== Segment start ==
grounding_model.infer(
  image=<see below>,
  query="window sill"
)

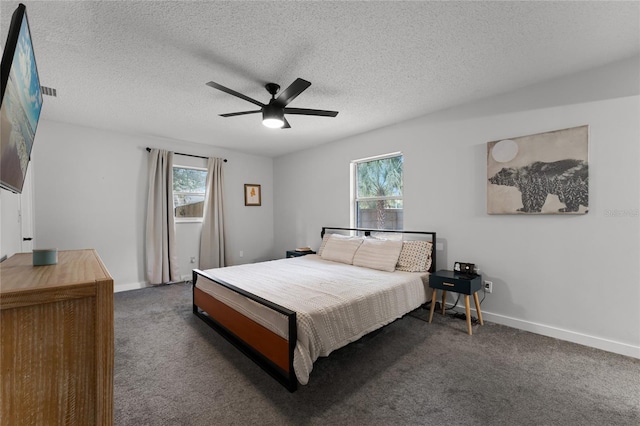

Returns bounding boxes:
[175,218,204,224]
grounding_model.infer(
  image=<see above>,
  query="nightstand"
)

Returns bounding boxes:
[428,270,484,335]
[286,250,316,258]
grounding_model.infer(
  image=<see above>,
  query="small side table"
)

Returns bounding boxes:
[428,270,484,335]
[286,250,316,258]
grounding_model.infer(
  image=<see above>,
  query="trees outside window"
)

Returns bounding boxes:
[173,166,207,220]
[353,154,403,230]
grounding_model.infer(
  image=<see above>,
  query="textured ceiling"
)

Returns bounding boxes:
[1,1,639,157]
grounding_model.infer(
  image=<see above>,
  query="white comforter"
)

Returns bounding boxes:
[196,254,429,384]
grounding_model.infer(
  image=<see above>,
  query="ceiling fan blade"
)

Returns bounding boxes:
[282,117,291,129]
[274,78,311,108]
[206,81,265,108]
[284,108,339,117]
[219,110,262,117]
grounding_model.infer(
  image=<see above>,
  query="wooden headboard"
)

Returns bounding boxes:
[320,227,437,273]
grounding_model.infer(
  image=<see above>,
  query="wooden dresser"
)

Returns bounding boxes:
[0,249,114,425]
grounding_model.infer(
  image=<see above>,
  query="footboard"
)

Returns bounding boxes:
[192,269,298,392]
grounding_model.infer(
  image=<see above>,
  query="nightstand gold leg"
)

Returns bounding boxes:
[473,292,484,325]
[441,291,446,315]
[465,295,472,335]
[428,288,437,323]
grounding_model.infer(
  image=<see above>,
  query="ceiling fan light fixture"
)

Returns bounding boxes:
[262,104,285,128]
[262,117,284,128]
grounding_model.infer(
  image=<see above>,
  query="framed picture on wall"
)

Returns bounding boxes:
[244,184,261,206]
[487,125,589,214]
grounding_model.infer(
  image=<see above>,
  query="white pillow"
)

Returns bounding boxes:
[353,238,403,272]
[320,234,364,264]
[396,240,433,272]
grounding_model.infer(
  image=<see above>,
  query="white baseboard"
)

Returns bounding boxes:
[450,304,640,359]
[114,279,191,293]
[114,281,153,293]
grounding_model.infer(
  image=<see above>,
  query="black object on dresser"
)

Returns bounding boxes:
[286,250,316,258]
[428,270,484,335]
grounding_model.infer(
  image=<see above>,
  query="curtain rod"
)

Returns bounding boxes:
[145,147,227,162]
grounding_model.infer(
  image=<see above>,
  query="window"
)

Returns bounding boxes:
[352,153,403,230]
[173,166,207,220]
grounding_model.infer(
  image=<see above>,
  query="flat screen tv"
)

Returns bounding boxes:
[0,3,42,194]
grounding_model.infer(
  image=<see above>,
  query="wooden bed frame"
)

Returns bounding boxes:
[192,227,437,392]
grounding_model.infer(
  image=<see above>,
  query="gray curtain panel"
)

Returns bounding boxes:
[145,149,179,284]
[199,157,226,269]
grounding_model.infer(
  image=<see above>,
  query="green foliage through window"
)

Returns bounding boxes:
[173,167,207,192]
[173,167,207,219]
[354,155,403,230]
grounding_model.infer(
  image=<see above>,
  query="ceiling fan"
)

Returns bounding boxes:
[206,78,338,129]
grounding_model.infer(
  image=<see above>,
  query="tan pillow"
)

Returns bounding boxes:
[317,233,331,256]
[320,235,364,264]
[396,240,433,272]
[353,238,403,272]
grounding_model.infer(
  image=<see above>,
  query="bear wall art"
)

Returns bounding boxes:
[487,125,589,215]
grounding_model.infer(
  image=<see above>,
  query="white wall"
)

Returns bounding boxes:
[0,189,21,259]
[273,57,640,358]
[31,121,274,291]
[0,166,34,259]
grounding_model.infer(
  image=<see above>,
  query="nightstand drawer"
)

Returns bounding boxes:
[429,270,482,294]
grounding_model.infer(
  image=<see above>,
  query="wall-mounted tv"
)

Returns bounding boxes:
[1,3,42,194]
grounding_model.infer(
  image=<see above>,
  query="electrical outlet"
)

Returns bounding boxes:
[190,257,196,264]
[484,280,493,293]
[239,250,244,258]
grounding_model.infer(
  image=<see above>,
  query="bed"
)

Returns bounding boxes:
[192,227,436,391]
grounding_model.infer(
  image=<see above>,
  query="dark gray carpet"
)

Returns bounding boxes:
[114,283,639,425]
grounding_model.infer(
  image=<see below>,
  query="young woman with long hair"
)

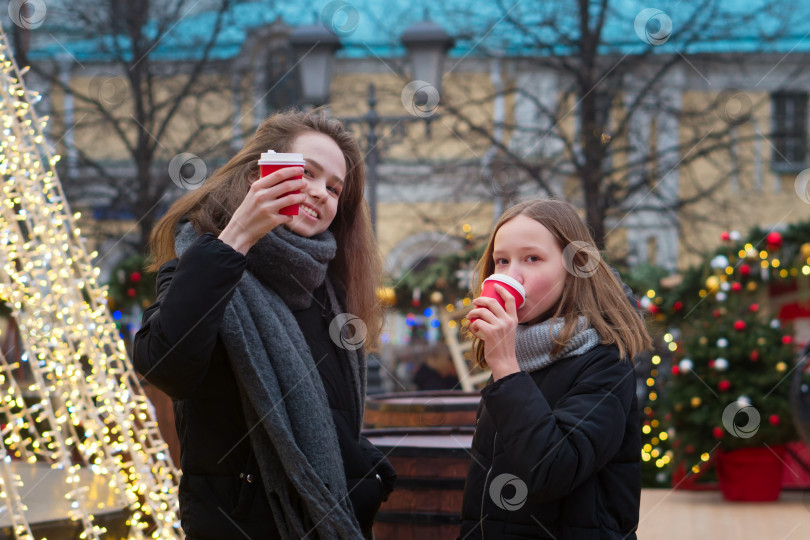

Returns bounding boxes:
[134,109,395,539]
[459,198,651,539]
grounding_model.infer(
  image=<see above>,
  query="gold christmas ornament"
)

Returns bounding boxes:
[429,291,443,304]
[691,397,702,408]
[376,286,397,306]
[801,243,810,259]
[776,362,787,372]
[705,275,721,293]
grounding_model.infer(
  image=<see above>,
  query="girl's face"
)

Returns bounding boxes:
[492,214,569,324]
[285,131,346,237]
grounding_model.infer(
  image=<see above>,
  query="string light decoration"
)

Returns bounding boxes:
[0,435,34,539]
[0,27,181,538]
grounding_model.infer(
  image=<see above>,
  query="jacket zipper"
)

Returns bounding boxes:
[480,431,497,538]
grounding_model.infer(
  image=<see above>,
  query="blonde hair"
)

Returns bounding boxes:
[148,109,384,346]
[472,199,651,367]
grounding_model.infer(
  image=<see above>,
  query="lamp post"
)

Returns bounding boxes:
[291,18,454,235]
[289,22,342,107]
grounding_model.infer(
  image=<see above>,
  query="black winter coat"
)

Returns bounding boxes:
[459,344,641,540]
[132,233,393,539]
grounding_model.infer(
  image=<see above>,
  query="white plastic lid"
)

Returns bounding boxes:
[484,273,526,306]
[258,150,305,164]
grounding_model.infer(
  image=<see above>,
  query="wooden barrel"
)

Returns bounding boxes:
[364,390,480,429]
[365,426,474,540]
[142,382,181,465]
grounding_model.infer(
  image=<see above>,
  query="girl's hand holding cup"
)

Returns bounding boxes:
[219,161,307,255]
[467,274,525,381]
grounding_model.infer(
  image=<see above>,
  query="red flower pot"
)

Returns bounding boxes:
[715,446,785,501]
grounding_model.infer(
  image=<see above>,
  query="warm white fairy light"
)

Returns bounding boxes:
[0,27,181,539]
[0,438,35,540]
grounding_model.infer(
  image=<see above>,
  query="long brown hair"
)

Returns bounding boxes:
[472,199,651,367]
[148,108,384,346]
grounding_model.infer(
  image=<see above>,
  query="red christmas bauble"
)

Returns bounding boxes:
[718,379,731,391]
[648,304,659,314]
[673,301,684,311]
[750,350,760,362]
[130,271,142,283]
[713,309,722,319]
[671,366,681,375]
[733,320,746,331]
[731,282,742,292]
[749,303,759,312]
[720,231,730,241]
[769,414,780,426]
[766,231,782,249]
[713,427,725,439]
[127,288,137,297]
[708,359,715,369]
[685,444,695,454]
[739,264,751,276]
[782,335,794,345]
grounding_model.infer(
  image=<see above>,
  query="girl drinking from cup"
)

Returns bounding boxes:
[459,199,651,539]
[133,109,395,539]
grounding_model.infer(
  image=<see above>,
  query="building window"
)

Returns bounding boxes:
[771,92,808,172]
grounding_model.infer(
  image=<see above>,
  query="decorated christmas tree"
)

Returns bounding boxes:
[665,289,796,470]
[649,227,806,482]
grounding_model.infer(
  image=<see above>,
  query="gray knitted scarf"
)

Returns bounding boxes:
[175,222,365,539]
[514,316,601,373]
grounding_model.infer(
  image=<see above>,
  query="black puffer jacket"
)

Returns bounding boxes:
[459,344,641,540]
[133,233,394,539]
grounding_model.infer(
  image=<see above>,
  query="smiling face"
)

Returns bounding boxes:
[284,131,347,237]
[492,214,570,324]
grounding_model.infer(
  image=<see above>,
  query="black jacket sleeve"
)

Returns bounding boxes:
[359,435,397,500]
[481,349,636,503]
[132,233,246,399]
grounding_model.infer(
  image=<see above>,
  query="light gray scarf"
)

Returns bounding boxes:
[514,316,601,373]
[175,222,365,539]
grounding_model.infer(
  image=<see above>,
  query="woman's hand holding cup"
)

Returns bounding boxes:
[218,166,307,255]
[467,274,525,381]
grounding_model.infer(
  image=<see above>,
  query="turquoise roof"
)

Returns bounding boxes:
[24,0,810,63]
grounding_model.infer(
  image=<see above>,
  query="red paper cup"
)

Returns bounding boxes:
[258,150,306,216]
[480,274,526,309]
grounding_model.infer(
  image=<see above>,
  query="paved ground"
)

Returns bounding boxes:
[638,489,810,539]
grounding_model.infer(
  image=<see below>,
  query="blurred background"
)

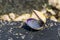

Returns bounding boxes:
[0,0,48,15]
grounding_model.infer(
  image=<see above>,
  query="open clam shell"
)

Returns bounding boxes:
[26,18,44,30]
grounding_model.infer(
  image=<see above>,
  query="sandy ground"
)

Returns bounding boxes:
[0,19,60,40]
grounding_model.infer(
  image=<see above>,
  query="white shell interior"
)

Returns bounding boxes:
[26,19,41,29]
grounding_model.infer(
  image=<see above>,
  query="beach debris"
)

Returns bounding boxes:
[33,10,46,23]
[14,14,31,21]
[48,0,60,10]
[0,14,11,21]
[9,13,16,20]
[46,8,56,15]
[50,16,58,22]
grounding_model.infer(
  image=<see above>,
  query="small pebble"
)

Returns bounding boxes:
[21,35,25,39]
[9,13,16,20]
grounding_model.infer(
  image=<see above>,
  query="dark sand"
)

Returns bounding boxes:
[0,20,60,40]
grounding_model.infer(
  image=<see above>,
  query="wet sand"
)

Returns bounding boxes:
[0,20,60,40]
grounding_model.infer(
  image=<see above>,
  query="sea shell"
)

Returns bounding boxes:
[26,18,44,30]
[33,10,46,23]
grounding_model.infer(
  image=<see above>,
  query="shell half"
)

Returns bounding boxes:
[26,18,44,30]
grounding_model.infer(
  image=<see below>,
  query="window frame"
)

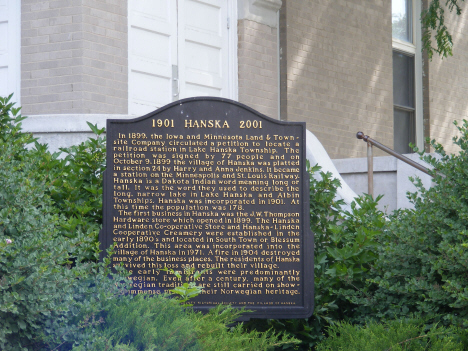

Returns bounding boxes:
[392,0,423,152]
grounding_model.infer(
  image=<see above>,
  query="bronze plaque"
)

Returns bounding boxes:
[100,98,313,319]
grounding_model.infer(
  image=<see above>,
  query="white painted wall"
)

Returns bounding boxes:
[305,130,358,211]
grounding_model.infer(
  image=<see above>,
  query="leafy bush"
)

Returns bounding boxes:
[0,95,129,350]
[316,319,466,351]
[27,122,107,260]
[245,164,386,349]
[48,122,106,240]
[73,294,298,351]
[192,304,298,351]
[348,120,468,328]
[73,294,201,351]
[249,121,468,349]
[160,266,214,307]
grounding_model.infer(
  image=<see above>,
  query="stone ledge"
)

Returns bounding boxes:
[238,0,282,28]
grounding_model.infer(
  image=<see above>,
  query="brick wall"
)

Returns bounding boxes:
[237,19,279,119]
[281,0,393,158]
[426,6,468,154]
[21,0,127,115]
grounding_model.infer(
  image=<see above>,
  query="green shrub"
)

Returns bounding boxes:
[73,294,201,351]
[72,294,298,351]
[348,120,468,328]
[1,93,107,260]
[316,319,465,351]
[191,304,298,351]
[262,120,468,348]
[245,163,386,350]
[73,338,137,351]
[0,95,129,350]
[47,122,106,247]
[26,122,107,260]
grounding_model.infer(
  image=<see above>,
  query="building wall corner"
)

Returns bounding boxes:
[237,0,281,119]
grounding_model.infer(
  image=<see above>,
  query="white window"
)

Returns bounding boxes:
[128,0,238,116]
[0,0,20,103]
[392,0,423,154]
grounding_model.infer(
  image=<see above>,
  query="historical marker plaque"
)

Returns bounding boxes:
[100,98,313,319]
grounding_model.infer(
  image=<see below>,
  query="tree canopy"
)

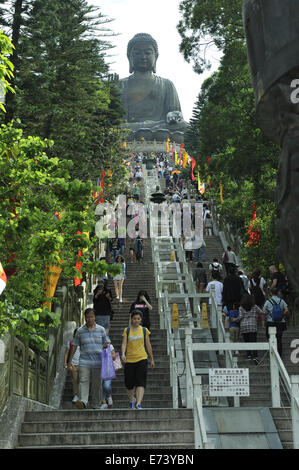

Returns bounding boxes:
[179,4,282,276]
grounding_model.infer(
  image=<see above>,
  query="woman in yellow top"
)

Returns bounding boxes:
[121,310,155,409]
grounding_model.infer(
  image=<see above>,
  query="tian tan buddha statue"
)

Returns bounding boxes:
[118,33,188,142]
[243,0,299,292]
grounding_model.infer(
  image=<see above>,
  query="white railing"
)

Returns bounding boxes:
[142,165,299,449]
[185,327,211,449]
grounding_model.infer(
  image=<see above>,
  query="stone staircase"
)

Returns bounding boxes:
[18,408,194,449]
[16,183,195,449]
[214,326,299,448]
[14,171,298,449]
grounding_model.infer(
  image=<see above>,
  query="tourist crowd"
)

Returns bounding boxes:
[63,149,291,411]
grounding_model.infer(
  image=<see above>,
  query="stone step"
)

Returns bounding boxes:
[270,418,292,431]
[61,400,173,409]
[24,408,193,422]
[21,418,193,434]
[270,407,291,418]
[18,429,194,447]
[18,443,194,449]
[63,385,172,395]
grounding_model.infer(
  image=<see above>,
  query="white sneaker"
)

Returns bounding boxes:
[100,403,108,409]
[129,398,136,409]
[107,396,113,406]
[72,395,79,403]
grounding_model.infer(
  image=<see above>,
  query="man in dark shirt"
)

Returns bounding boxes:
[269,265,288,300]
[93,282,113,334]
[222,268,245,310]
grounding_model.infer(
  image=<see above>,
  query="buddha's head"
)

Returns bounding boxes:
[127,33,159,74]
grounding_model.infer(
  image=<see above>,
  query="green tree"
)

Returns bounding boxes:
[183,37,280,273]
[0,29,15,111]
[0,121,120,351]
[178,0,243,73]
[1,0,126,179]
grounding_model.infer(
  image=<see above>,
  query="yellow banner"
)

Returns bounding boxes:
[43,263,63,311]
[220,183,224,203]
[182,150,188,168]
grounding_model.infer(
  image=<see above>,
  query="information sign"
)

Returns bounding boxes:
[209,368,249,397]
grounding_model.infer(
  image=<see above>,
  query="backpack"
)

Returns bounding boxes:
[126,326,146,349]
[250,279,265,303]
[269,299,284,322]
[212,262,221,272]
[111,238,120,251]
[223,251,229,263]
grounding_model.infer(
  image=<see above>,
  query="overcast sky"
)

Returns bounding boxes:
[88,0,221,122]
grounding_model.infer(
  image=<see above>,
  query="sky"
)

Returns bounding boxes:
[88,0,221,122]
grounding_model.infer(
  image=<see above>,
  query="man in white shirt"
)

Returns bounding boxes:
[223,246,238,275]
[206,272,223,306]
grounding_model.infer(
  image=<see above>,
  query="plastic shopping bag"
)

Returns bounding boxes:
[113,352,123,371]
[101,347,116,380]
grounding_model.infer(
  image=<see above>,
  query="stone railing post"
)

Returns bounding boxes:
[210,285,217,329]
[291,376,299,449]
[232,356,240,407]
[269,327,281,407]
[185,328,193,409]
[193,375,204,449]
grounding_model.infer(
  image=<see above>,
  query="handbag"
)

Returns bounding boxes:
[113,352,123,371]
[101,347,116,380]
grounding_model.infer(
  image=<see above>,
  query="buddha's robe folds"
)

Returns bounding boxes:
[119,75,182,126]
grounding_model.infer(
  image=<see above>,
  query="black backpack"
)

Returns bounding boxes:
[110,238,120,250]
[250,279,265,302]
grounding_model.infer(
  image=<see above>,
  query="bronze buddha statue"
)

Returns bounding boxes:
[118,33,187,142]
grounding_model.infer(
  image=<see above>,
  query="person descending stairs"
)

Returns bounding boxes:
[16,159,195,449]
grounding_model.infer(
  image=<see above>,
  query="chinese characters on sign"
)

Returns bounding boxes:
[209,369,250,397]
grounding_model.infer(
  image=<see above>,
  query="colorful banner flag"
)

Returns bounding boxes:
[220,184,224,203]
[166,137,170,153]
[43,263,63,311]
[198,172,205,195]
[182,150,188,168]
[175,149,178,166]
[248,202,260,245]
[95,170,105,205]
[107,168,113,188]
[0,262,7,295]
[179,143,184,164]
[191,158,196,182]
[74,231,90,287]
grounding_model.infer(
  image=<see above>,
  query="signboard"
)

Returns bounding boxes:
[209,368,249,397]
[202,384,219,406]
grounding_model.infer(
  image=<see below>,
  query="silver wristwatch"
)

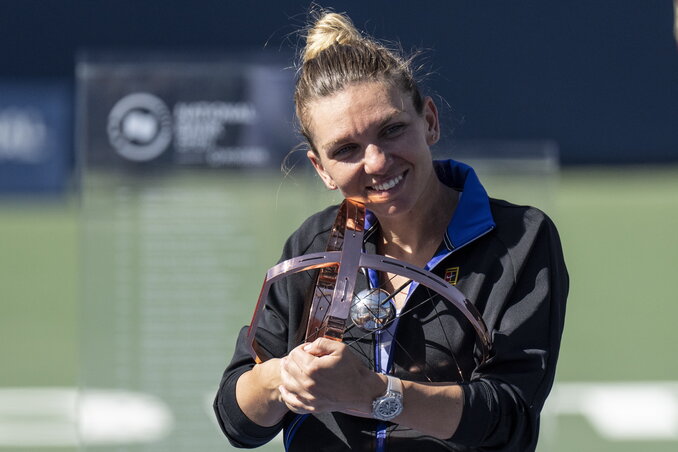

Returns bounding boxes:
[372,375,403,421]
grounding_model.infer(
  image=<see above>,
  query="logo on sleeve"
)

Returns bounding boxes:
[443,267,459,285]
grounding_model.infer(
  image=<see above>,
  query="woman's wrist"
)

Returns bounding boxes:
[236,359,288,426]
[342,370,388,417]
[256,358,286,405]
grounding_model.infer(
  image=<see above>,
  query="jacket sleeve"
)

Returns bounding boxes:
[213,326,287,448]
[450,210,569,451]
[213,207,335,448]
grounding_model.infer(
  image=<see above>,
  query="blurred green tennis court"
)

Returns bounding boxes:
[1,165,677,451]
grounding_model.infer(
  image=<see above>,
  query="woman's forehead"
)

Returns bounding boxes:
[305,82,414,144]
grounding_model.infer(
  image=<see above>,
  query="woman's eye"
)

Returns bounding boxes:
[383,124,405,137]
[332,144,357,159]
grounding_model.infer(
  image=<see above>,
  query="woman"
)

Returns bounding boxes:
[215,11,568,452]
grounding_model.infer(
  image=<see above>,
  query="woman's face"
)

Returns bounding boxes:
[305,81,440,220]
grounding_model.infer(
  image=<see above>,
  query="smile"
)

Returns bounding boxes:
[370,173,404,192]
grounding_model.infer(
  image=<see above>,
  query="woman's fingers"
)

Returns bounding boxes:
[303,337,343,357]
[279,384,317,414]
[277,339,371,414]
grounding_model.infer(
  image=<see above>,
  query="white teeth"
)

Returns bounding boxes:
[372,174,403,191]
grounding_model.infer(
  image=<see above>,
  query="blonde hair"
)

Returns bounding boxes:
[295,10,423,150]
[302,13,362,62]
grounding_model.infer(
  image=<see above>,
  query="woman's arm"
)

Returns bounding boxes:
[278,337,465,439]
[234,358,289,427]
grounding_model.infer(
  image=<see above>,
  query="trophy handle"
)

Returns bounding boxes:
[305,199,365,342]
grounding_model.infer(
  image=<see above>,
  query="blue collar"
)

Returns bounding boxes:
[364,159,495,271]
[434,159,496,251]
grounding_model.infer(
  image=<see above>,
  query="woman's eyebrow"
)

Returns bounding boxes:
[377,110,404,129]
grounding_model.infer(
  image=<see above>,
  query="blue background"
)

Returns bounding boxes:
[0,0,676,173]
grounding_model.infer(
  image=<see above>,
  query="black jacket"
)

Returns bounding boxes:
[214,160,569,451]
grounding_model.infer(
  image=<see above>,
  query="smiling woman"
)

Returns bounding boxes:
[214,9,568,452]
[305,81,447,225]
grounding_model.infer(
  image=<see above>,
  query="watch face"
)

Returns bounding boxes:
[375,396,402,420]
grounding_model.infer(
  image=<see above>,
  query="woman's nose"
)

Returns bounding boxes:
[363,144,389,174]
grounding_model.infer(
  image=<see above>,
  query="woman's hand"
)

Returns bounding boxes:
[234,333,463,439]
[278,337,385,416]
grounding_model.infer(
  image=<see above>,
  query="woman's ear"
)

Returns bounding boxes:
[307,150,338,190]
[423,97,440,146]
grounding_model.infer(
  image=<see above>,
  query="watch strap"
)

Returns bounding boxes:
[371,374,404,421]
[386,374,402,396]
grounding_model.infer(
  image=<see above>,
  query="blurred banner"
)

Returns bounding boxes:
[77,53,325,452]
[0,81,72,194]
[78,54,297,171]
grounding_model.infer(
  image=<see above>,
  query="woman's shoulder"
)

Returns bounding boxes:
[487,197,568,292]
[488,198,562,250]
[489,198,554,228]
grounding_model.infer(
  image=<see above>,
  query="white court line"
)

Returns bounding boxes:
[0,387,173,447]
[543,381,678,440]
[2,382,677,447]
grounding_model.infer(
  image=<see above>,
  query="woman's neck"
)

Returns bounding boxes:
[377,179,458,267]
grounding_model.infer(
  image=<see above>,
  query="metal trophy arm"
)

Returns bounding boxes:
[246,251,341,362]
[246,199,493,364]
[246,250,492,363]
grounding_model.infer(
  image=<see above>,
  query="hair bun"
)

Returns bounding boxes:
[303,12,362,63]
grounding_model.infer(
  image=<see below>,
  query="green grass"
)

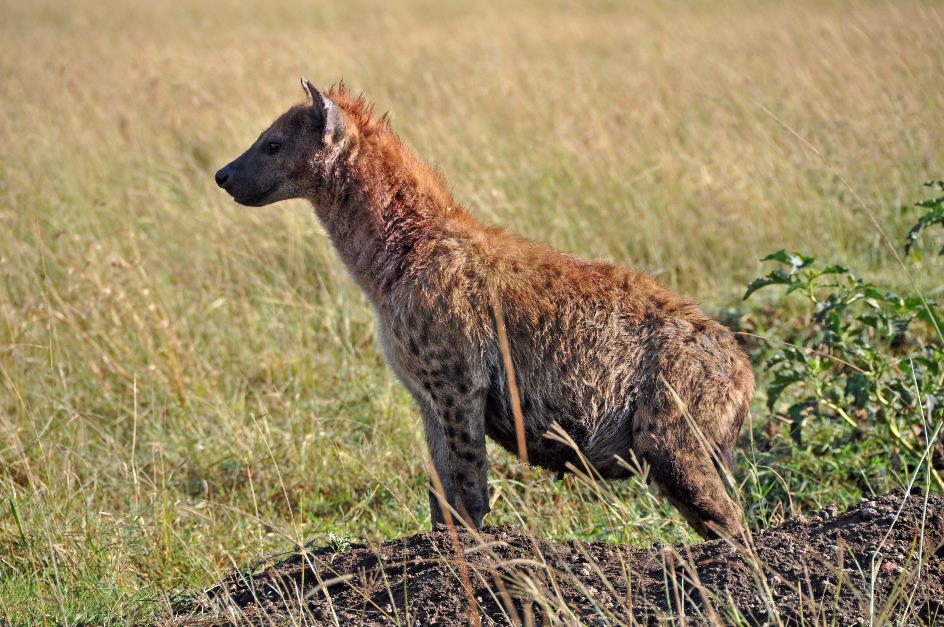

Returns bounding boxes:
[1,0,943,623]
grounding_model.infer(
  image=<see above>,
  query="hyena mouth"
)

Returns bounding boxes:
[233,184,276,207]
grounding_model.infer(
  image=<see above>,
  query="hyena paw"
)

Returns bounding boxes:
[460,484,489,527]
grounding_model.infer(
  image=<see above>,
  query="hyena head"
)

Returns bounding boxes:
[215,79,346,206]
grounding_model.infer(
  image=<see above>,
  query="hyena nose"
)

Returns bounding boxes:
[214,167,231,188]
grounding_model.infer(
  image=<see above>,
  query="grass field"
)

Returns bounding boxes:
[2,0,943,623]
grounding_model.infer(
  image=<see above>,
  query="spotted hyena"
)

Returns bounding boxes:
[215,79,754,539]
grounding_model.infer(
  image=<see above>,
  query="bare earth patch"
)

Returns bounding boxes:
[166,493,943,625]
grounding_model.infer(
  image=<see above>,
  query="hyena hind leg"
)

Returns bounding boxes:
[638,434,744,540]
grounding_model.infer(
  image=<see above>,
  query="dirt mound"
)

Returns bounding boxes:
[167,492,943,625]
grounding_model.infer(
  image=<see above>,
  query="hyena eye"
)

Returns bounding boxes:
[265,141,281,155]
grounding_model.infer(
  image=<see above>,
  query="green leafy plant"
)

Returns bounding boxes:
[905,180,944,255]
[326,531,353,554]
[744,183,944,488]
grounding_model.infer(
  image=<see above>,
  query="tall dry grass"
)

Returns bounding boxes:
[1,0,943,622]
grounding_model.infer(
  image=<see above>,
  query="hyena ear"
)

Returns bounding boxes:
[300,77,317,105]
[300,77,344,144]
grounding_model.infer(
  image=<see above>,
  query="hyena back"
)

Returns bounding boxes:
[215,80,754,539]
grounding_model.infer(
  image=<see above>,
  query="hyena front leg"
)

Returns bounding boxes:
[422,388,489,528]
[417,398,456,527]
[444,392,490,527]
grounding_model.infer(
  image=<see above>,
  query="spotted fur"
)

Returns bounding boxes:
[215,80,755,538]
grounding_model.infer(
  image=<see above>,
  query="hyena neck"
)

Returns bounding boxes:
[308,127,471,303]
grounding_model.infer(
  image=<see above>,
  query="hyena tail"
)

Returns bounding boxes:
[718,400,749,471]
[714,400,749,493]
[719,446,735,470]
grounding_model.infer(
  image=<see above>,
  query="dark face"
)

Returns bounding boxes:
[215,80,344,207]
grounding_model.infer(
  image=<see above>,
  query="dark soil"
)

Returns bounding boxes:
== Segment end ==
#### [THE PROBLEM]
Work out how many lines in the data contain "black" and state that number with nothing added.

#### [COMPLETED EXERCISE]
6